• _PROVIDED MATERIAL_
____________

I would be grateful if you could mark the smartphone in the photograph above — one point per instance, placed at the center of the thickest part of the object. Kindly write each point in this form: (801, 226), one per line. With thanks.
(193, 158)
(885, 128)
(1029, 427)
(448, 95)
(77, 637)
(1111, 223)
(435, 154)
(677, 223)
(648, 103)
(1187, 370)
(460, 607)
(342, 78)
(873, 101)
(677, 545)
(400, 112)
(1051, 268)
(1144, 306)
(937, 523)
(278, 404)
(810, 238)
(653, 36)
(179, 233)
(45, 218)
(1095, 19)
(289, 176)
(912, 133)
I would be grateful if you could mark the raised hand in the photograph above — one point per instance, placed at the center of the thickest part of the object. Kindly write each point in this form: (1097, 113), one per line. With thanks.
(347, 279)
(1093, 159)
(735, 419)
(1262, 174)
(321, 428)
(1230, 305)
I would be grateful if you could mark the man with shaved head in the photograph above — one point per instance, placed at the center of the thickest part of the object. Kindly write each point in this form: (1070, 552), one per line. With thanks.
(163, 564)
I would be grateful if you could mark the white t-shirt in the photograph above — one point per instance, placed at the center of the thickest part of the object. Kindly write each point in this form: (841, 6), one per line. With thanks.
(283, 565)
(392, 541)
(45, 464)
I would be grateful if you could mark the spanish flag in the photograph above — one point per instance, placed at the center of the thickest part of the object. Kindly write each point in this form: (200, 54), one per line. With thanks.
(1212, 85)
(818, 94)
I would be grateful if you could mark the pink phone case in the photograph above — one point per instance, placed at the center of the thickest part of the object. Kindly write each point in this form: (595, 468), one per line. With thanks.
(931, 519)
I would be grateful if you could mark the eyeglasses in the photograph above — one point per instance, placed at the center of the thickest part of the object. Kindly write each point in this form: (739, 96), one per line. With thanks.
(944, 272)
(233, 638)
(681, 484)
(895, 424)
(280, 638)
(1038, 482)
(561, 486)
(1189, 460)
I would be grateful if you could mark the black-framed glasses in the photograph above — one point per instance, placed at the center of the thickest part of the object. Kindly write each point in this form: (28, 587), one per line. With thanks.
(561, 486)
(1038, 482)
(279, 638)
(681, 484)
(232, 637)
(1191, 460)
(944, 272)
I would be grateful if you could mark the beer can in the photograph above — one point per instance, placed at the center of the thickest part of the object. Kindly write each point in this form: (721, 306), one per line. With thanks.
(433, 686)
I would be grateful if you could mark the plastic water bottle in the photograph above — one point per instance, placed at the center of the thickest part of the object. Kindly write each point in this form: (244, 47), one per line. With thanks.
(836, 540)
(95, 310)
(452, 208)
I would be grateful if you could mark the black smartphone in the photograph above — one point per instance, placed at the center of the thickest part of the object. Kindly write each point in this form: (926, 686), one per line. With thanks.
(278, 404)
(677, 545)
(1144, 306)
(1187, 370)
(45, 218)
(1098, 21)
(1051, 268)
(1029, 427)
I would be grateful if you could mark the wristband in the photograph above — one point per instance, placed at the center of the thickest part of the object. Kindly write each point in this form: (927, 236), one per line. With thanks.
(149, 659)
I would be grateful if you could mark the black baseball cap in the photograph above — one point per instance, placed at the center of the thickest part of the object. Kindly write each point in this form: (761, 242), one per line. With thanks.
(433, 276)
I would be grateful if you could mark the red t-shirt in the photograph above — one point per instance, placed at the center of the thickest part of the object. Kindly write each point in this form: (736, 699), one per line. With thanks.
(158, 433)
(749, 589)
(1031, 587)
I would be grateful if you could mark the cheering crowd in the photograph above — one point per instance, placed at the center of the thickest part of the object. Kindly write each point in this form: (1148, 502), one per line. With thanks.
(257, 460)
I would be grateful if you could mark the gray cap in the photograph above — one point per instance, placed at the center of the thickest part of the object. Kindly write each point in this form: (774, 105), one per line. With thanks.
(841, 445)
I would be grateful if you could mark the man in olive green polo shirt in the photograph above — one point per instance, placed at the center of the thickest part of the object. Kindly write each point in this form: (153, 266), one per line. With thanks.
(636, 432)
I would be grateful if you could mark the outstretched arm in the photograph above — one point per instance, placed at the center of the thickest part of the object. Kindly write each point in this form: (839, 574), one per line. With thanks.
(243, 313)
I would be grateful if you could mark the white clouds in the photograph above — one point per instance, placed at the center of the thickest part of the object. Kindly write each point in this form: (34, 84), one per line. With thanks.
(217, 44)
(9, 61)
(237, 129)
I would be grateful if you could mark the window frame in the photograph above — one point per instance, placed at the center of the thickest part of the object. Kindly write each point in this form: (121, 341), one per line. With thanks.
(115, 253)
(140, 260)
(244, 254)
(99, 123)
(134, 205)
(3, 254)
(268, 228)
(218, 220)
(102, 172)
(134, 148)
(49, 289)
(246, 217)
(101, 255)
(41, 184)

____________

• _YOUR GOAL_
Reproduce each entry above exactly, keeping every word.

• _REPLY TO THE EXERCISE_
I would be grateful if you could mark the smartphone in the photograph above — one point per instance, placed at the center of the thickest part of the object. Kindly write each point in this form: (801, 226), one per line. With thanks.
(193, 158)
(885, 128)
(1029, 427)
(448, 95)
(77, 637)
(1111, 223)
(435, 154)
(677, 223)
(648, 103)
(1187, 370)
(460, 607)
(342, 78)
(873, 101)
(677, 545)
(400, 112)
(1051, 268)
(1144, 306)
(937, 523)
(278, 404)
(810, 238)
(653, 36)
(179, 233)
(45, 218)
(1095, 19)
(289, 176)
(912, 133)
I would be grateful if you could mark the raised hand in the photograph above — one point per instance, placed at the center of the thickest part of the object. Kindly write each point in this form: (1097, 113), one per line. With thanks.
(347, 279)
(1093, 159)
(735, 419)
(1262, 174)
(321, 428)
(1230, 305)
I would be grateful if you could mark the man with shaved head in the photograph above — one point per instance, placed at the center of the thickest part of the object. Kindly write each point in this form: (1070, 552), one per line. With thanks.
(163, 564)
I would be grateful if you could mark the white t-shirt in the photograph above — one point per instance, placed at the center of the thickest part of the object. Kindly write each point in this form: (841, 6), one per line. With thanks.
(283, 565)
(392, 541)
(45, 464)
I would be grateful if you could mark the spanish flag in the photograph above — one point per instance, placed at the center of the thickest part of the object. Kindly write each point in this form: (200, 54), one per line. With thanks.
(1212, 85)
(818, 94)
I would be grateful if you could mark the pink phone case in the photograph above — one point per instance, placed at the center of the thickest part of the object. Kindly write each point in this form: (595, 468), one per line. With thanks.
(931, 519)
I would be grateful if you could mark the eyeglasses in the photograph above — one point per instance, placed at the center of the thickest part of the object. Kindly write each point in this form: (739, 96), one per line. With thanks.
(944, 272)
(233, 638)
(681, 484)
(895, 424)
(280, 638)
(1038, 482)
(561, 486)
(1189, 460)
I would be grateful if you could mark the black-framed glasses in the photograph above — one point per instance, placed at the center of the thickest part of the object. Kindly write each point in this form: (28, 587), one per line. With thanks.
(561, 486)
(1038, 482)
(279, 638)
(681, 484)
(232, 637)
(1191, 460)
(944, 272)
I would be grateful if you could mark the beer can in the photograph above — one point per instance, placed at the center of the thickest part of the object. Kindly write each point in this form: (721, 306), one per line. With thanks.
(433, 686)
I would be grateful if you could mark the plastic water bottle in the photograph above — one point per instance, placed at the center of the thickest part of the object. Kindly write each point in this form: (244, 47), one per line. With thanks.
(836, 540)
(95, 310)
(452, 208)
I would be grateful if you could mark the black smartphone in the photograph above — one point per instance, placed at the center of the thickest part of the object. Kindly write each point in this form: (926, 686), one per line. With thanks.
(278, 404)
(677, 545)
(1144, 306)
(1187, 370)
(45, 218)
(1098, 21)
(1051, 268)
(1029, 427)
I would be grateful if you could mark the wristband in the photograph above — one point per instance, placed at the center of the thickest part of the object. Kindly write each point in this form: (927, 236), one per line. With thanks.
(149, 659)
I would be grateful if you could mark the black baseball cap in the photograph above — one point per instance, placed at the center of the thickest part of the object. Kindly write each point in this form: (761, 242), one per line. With thanks.
(433, 276)
I would be grateful if you could mark the red t-shirt in the photograph above — one point per instance, placed at the center of the thickest part of the object. Kindly write each point in this form: (736, 699), one per line. With thanks.
(158, 433)
(749, 589)
(1031, 587)
I would be grateful if you could mark the cheering crowd in the photograph above — one point per instance, placed at the center of the thickest part of the object. Kindly write each point in this form: (1148, 502), one per line. With thanks.
(257, 460)
I would be grateful if you could mark the gray cap in the photograph above — one point per instance, placed at the center of the thickest part of the object. Kindly write each point in this form: (774, 105), one per line. With thanks.
(841, 445)
I would be grateful if you could mark the man in olive green polo shirt in the photograph above — one point per instance, placed at the center of the thickest part of the object. Kindly write each point in this form: (153, 266), one per line. With thanks.
(636, 432)
I would be grateful if you could mark the outstretched arm in the photograph above — one point per instance, placed at the center of the thickest part of the object. Kindly write each point in this form: (839, 574), one per line. With thanks.
(243, 313)
I would be grateful if you could mark the white clouds in the photograph above — one point per instance, placed at the center of the thickest part of the object. Kindly write each point in this form: (34, 84), one per line. With thanks.
(217, 44)
(9, 61)
(237, 129)
I would be grateful if you could mark the window frame in the photograph above — one point per instance, placed at the center of the thickest part of the object. Kindly write each point in this form: (121, 341), one per line. With thanks.
(115, 253)
(140, 260)
(244, 254)
(99, 123)
(134, 205)
(3, 254)
(268, 228)
(218, 220)
(102, 172)
(134, 148)
(49, 289)
(246, 217)
(101, 255)
(41, 184)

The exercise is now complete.